- BRANO FORNITO
————————
Il tessuto imprenditoriale ne è uscito ferocemente ridimensionato, è diminuito il lavoro e sono peggiorate le sue condizioni: negli ultimi anni il 75% dei nuovi contratti di lavoro è a tempo determinato, sono stati ridimensionati i diritti dei lavoratori e le retribuzioni sono calate in modo sensibile. Impianti importanti della grande industria chimica e meccanica sorti nel Meridione negli anni della crescita economica sono stati ridimensionati o hanno chiuso: basti pensare alla Fiat di Termini Imerese, all'Italtel di Carini, alla grande chimica di Priolo ed Augusta. Sono stati definiti gli strumenti per far fronte alle crisi, ma i segni di inversione della tendenza a quella che la Svimez definì "desertificazione industriale" restano deboli. Industria 4.0. intrecciata alla strategia di specializzazione intelligente contenuta nel nuovo ciclo di programmazi e europea, può costituire un'occasione ma sarà difficile saltare sul treno in corsa se le istituzioni pubbliche non avranno la capacità di assumere un ruolo di guida dei processi innovativi.

La costruzione del futuro e la sfida dell'innovazione si intrecciano strettamente con la necessità di governare le situazioni esistenti, a partire dalla sofferenza sociale ed economica di coloro che rischiano di perdere il loro lavoro, le sicurezza edi vita è la stessa identità sociale. Per questo è utilissimo approfondire il quadro di difficoltà che l'inchiesta del Corriere ci offre. Per la Sicilia il lascito drammatico delle crisi industriali , per il pezzo che riguarda le vertenze aperte al Mise, riguarda 8 aziende e 15.625 addetti. Della Fiat abbiamo detto: la Bluetech di Termini Imerese che dovrebbe raccoglierne l'eredità ha difficoltà a far partire le produzione e sta rallentando il rientro in azienda dei lavoratori, fermi restendo i problemi in parti ancora non risolti dell'indotto. L'altra area siciliana di crisi complessa ( e quindi destinataria delle particolari provvidenze previste per questa tipologia di difficolta' produttiva), Gela, è interessata alla complessa vicenda della trasformazione in bio raffineria con significativi ritardi rispetto ai tempi previsti dall'accordo del novembre 2014.
————————
- RIGHE
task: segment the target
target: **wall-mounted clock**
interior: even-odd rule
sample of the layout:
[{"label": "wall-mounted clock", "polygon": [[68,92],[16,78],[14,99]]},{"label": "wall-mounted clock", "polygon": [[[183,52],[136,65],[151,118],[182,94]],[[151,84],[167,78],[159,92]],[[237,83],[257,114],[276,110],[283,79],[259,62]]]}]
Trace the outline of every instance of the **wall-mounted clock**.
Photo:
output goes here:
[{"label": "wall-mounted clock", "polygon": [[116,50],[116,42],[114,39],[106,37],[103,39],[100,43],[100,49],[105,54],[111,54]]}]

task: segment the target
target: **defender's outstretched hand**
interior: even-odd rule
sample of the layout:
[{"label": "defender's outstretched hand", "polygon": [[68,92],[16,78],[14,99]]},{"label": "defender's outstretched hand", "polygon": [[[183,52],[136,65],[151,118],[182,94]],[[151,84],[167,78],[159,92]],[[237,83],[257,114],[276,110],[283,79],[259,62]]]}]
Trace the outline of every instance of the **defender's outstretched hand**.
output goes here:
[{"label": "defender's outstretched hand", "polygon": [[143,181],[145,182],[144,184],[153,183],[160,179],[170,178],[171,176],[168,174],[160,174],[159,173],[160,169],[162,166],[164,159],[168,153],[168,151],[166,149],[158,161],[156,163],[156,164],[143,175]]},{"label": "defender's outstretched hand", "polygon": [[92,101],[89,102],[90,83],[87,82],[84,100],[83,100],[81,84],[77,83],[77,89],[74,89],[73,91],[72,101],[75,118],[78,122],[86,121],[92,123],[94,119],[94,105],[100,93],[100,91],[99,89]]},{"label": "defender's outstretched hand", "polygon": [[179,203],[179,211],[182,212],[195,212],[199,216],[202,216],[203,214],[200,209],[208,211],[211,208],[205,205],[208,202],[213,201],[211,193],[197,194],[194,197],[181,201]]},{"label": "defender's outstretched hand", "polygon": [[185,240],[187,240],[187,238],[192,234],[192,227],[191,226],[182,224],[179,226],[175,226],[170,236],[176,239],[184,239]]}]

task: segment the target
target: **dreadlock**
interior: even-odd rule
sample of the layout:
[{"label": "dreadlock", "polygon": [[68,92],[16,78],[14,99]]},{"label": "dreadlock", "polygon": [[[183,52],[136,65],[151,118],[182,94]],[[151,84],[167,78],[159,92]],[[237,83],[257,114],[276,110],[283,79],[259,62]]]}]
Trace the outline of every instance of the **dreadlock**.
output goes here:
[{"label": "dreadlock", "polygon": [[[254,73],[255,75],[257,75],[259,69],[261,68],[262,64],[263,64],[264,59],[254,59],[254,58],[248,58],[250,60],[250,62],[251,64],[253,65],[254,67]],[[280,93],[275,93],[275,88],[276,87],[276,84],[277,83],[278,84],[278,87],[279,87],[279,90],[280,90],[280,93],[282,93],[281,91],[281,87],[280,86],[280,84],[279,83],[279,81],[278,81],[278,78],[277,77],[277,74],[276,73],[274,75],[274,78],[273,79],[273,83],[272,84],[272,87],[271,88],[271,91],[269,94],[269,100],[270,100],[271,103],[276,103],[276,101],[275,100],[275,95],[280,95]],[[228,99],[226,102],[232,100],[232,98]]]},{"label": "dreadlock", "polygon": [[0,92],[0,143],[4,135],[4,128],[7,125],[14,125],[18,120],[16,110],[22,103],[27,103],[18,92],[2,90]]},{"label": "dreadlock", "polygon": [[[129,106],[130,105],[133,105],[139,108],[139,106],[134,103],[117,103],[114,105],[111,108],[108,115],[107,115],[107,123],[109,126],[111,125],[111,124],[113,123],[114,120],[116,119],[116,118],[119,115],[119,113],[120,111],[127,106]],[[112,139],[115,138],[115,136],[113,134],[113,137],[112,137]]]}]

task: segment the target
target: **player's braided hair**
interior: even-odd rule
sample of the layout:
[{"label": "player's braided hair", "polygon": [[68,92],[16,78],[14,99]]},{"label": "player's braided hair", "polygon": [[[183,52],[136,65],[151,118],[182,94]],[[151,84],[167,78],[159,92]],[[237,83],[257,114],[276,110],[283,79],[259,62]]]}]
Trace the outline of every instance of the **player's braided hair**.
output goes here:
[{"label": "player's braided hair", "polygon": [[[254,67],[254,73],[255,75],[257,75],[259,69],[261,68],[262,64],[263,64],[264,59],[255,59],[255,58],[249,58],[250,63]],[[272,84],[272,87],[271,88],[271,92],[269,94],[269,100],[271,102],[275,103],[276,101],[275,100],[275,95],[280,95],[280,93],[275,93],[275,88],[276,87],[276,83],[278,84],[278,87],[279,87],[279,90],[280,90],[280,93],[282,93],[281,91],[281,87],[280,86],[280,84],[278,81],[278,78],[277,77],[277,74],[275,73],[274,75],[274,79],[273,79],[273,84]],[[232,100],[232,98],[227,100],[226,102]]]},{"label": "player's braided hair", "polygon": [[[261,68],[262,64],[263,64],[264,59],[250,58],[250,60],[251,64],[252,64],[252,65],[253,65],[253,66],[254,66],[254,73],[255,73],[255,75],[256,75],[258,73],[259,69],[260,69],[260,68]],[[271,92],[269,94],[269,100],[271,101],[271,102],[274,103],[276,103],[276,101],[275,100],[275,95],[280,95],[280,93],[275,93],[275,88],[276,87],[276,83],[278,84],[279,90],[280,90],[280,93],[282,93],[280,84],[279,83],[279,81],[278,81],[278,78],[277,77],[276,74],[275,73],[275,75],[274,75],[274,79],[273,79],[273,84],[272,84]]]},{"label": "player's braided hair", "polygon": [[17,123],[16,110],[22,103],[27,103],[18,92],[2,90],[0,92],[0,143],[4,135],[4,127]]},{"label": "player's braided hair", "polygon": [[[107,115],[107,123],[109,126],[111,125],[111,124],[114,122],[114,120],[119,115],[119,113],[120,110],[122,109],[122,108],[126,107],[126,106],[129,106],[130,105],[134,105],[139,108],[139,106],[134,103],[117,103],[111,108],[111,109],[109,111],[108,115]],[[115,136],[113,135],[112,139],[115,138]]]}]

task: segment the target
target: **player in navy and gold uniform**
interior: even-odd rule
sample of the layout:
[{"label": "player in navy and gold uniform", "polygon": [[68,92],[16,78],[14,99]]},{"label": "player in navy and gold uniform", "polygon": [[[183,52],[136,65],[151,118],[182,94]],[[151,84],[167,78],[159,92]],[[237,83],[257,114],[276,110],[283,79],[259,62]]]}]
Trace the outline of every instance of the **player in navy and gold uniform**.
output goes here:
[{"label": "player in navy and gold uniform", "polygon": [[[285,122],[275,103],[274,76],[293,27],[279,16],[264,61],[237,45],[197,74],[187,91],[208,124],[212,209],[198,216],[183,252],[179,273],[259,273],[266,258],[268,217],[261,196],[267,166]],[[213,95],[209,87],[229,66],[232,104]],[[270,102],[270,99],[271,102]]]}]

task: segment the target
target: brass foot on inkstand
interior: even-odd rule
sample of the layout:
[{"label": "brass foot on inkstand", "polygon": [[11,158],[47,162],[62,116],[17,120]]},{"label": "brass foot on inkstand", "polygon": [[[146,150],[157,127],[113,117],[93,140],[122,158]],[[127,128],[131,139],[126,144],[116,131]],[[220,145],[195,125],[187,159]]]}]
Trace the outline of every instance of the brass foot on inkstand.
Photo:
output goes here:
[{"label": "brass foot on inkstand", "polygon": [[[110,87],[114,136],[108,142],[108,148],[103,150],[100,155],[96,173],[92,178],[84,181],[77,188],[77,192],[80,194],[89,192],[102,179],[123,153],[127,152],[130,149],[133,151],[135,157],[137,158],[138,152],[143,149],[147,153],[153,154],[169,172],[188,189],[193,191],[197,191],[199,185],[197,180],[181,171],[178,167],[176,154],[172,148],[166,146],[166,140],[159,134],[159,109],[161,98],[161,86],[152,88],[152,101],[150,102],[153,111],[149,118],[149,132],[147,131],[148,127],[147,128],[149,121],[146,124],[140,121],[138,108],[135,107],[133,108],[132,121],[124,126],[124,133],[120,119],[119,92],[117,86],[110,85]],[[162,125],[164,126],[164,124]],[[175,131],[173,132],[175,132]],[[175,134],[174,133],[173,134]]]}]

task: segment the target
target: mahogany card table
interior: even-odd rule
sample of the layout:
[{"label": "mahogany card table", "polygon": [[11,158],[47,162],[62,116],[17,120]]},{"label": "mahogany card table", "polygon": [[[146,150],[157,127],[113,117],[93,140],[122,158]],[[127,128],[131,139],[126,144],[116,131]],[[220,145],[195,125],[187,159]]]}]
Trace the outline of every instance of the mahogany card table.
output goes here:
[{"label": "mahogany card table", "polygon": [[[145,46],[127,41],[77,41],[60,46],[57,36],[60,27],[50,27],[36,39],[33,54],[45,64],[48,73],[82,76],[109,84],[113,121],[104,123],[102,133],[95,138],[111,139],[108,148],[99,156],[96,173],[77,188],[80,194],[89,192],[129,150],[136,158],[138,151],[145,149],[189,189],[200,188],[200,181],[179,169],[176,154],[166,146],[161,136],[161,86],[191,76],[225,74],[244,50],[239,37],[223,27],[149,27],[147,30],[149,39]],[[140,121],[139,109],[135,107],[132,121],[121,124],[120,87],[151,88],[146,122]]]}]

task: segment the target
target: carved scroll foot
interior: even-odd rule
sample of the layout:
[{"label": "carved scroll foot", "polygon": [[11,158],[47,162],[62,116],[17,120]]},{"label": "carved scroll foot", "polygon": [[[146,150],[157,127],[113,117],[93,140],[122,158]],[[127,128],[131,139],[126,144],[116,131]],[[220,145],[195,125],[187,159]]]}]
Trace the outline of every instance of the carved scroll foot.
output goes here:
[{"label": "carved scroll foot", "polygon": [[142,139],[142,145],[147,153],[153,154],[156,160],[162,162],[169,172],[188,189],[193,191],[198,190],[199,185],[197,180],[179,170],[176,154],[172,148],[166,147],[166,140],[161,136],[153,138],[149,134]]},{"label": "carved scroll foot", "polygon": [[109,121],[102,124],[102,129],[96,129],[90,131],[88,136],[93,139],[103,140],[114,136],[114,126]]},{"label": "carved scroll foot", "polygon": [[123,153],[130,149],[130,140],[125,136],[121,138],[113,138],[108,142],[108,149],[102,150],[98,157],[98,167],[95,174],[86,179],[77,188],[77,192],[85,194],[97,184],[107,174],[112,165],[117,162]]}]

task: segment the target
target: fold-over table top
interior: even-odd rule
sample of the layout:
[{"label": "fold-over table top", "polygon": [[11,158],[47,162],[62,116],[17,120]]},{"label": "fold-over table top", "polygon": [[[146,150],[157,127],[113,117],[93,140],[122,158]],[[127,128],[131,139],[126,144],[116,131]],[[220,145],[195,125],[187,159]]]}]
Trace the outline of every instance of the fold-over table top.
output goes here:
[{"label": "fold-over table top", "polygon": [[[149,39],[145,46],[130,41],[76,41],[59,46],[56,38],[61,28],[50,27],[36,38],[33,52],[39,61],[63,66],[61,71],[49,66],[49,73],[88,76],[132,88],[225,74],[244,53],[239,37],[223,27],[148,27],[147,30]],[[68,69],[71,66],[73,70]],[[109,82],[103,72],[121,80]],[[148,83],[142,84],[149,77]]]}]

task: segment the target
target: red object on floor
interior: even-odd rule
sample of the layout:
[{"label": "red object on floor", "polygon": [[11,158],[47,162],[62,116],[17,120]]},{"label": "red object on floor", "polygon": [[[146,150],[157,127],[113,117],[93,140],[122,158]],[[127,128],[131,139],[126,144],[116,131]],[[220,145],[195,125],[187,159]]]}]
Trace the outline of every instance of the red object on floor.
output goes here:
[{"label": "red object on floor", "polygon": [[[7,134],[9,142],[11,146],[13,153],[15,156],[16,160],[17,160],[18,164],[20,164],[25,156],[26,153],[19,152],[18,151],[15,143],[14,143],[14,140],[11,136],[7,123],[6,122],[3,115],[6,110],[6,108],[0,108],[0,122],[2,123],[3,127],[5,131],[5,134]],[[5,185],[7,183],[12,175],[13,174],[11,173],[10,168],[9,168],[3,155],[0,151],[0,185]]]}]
————————
- CONSEGNA A
Rispondi alle domande in base al brano fornito.
(i) Negli ultimi anni, quale percentuale dei nuovi contratti di lavoro è a tempo determinato?
(ii) Per la Sicilia, quante aziende e quanti addetti riguardano le vertenze aperte al Mise?
(iii) Di quale mese e anno è l'accordo i cui tempi per la bio raffineria di Gela sono in ritardo?
- CONSEGNA B
Secondo il brano fornito, per quale motivo è utilissimo approfondire il quadro di difficoltà offerto dall'inchiesta del Corriere? Spiegalo in una o due frasi.
- CONSEGNA C
Scrivi il seguito del brano fornito sulle crisi industriali in Sicilia, riprendendo subito dopo la frase su Gela.

- RISPOSTA ATTESA A
(i) Il 75%.
(ii) 8 aziende e 15.625 addetti.
(iii) Novembre 2014.

- RISPOSTA ATTESA B
La costruzione del futuro e la sfida dell'innovazione si intrecciano strettamente con la necessità di governare le situazioni esistenti. Si parte dalla sofferenza sociale ed economica di chi rischia di perdere il proprio lavoro e la propria identità sociale.

- RISPOSTA ATTESA C
Sono in particolare le imprese di quelle che erano le antiche partecipazioni di stato a subire i contraccolpi: si pensi all'Italtel di Carini nel settore elettronico o alle code problematiche connesse alla parziale ristrutturazione di alcune produzioni della ST microelectronics, in particolare il pezzo Micron. A Palermo è ancora aperta la vertenza Fincantieri per lo sviluppo del sito produttivo del Cantiere Navale. I privati sono anche essi colpiti: per esempio la Selital di Carini, appartenente al gruppo Selcom, 110 lavoratori che si occupavano del collaudo e della produzione di apparati e sistemi elettronici e meccanici. Un'azienda di Catania,la Tecnis, ha giocato un ruolo significativo nel settore delle costruzioni ma è stata fortemente handicappata dalle vicende giudiziarie che hanno colpito una parte dei suoi azionisti. Grande riscontro mediatico hanno avuto le vicende di due call center : l'Almaviva -azienda leader nazionale del settore- che ha vissuto una lunga e drammatica vertenza relativa al sito di Palermo (ma anche a quello di Napoli). Vale la pena di soffermarsi su un settore che aveva suscitato aspettative positive , forse eccessive, all 'inizio del nuovo secolo.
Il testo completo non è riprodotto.